### THE PROBLEM
Reproduce the listing below line for line, changing nothing.

= = = = =

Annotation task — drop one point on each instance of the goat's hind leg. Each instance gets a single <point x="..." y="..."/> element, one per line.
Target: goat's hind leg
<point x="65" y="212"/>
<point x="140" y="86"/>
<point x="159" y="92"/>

= = = = =

### COMPLETED EXERCISE
Annotation task — drop one point on each instance of the goat's hind leg. Each instance gets a single <point x="..." y="..."/> element, one per line.
Target: goat's hind leg
<point x="65" y="212"/>
<point x="140" y="86"/>
<point x="159" y="92"/>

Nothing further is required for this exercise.